Page extract:
□ □ □ □ □ □ □

So, we come into camp, wave to Fiona and the girls, then hit the aid station to refill bottles and take advantage of the real plumbing facilities before heading back out for the last 15.5 miles. I also changed out my shoes, as I was feeling the bottoms of my soles a little more than I was comfortable with. We tried not to linger and were on our way as soon as we could get out there.
As soon as we started up the hill out of camp, we realized why we had a hard time finding our breathing patterns - the first part of the path was a nice uphill. We couldn't see in the dark, but in morning light we could finally see where we had been earlier.
|Julie had to explain to me that those are deer feeders... |
What? No deer in the suburbs!
We were both feeling pretty strong in the first five miles or so, and this part of the path was fairly runnable now that we could see, so we made pretty good time along this stretch. We kept to the routine we had established earlier of walking uphills and any particularly rocky sections where footing was dicey, and running as much as we could for stretches at a time. Mostly, we just focused on forward motion. And we chatted and laughed and talked. Honestly, at this point, I was quite content to just walk it out and finish, but thanks to Julie and her enthusiasm, we ran a lot more than I had planned to or otherwise would have had she not been with me. We took turns on point and setting the pace, and made a lot of progress while we still felt strong.
|Julie leading the way on early part of second loop.|
By the time we got to the first aid station, we were feeling the fatigue of 20 miles on up & downs. We did have a nice chat with the couple who were manning the aid station. They were the newlyweds who were married after Race to the Altar down in Warda a few weeks ago. We listened to some Def Leppard while we refilled our bottles and grabbed some fuel (Oreos? Yes, please!!). Then, they basically kicked us out and told us that not only was the next aid station offering popsicles (YAY!) but that we only had about nine miles left to go once we turned the corner past the station.

□ □ □ □ □ □ □

Records shown:

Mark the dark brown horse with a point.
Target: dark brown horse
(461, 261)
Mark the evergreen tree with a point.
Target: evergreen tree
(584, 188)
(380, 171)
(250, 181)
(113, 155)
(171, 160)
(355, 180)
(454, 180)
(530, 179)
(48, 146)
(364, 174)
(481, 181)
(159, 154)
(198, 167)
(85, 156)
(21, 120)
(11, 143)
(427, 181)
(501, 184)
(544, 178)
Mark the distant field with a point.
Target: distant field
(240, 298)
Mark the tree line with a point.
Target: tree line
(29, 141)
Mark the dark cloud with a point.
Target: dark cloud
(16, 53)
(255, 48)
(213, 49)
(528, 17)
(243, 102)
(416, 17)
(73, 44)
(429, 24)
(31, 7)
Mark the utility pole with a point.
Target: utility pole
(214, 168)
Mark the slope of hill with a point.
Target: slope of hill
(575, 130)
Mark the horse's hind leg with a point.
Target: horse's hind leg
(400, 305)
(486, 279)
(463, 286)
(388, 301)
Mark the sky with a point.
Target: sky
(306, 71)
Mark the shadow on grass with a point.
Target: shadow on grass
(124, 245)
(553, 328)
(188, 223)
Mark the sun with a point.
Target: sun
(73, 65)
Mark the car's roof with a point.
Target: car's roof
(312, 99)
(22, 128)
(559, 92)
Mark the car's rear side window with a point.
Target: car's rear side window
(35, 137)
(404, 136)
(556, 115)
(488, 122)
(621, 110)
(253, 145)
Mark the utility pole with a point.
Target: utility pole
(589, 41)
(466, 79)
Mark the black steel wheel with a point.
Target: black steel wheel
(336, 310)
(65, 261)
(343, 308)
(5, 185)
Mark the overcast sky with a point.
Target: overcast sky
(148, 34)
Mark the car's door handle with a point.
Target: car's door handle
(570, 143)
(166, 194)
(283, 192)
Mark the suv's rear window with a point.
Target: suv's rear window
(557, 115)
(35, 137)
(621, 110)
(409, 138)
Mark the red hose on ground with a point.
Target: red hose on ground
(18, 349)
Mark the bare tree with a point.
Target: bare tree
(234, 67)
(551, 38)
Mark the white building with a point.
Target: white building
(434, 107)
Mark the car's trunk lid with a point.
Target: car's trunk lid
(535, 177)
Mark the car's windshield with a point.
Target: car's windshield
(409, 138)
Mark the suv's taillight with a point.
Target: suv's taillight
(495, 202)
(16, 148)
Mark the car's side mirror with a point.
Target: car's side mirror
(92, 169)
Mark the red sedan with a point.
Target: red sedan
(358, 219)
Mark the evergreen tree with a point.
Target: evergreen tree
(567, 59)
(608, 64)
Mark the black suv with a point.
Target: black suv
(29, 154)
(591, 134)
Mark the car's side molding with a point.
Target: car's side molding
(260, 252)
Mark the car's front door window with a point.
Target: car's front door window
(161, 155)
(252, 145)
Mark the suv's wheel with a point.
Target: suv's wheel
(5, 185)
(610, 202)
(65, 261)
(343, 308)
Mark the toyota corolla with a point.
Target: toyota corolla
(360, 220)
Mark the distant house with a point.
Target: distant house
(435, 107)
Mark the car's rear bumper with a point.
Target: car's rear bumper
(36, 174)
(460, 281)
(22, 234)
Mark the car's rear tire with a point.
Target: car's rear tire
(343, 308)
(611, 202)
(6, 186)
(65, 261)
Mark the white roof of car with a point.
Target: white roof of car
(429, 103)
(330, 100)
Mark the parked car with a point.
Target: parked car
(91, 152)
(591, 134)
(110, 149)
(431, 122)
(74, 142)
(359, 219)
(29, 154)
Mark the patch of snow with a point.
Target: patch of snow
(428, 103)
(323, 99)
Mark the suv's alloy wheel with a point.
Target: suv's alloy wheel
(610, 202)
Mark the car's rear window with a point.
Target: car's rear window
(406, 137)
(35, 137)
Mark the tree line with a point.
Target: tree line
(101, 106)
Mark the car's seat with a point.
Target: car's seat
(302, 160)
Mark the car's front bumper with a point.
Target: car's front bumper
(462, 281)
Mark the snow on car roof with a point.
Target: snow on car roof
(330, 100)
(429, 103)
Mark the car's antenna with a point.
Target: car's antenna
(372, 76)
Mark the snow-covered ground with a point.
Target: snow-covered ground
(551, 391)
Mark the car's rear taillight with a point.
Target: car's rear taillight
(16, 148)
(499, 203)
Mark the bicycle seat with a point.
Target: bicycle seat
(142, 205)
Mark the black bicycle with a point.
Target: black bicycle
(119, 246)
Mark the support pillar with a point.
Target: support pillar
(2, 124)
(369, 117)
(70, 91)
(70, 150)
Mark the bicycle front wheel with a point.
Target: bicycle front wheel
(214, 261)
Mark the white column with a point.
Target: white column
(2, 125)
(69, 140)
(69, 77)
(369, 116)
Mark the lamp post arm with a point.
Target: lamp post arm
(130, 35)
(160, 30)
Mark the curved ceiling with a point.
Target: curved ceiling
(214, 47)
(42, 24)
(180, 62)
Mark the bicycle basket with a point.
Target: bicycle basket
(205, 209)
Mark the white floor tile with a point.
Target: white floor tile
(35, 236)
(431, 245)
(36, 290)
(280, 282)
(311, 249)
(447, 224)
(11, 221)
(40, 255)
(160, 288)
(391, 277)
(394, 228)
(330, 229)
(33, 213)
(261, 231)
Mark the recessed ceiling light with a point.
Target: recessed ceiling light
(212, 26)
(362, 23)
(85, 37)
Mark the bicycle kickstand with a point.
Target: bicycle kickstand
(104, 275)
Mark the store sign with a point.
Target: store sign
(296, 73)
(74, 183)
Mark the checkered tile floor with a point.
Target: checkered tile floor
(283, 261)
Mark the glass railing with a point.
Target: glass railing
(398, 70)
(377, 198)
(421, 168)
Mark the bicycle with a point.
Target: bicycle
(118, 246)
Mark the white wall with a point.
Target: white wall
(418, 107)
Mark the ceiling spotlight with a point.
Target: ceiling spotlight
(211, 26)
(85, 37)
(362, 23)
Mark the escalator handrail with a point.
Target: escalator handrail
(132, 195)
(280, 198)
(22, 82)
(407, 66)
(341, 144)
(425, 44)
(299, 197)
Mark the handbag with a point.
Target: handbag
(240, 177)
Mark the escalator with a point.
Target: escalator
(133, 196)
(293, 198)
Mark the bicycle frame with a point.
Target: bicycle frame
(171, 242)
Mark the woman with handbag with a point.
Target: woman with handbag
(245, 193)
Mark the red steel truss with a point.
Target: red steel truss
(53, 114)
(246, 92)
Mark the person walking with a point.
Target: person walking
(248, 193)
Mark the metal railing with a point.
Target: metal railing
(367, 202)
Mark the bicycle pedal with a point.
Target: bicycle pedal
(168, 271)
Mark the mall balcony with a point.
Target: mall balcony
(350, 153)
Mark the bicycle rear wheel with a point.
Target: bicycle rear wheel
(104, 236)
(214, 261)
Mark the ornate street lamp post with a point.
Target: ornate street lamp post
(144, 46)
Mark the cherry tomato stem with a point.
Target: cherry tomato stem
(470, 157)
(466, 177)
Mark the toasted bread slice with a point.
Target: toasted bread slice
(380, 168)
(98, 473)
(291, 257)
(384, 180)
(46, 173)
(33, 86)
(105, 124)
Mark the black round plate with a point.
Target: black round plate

□ □ □ □ □ □ □

Activity 1: According to the race report, why did the narrator change shoes at camp before the last 15.5 miles?
Activity 2: Reproduce, word for word, the stretch of the race report from "So, we come" through "had been earlier.".
Activity 3: Write what follows in the race report, beginning after its last sentence.

Answer box 1: The narrator was feeling the bottoms of the soles more than was comfortable, so the shoes were changed before heading back out.

Answer box 2:
So, we come into camp, wave to Fiona and the girls, then hit the aid station to refill bottles and take advantage of the real plumbing facilities before heading back out for the last 15.5 miles. I also changed out my shoes, as I was feeling the bottoms of my soles a little more than I was comfortable with. We tried not to linger and were on our way as soon as we could get out there.
As soon as we started up the hill out of camp, we realized why we had a hard time finding our breathing patterns - the first part of the path was a nice uphill. We couldn't see in the dark, but in morning light we could finally see where we had been earlier.

Answer box 3:
NINE MILES?! That became our battle cry for the next section of the trail. It had gotten warmer, and a small tease of sprinkles ended up for naught. Thankfully we still had some overcast skies that kept the warmer temps at bay and we were still feeling pretty good. From here on out, we were just doing what we needed to do to get to the next aid station and those popsicles, and working on the last NINE MILES!!
|I chose to go around rather than risk this rickety thing collapsing!|
|Loved this part of the path - no rocks, no roots, no SAND!|
|Moment of truth! Decision point!|
It was really nice as we got closer to the second aid station to recognize a lot of the landmarks we had passed along the first route. We got to enjoy the signs posted on the trees again, and knew that with every turn of the path, every descent and quick rise that we were closing in on Julie becoming an ultramarathoner. The miles started to wear on us for sure in here, but every time we flagged, all I had to do was yell "NINE MILES" and that put a pep in our step (OK, it did for me - Julie may have wanted to kill me by now!!).
|Pretty true words!|
|I'm walking because there's an incline. Really, there is!!|
|You really thought I WASN'T going to take a picture here?!|
So, here we were, occasionally getting passed by the fifty-milers on their third loops, and sure enough, from behind us, a bit before the last aid station, we hear "Looking good, ladies!" We turn around and there is the unmistakable flash of neon yellow worn by none other than Jeremy, looking super strong. He ran right by without breaking stride, too fast for me to get a picture of anything but him blasting past us. I may have yelled at him that he was driving us home the next day if he was so fresh at mile 44!!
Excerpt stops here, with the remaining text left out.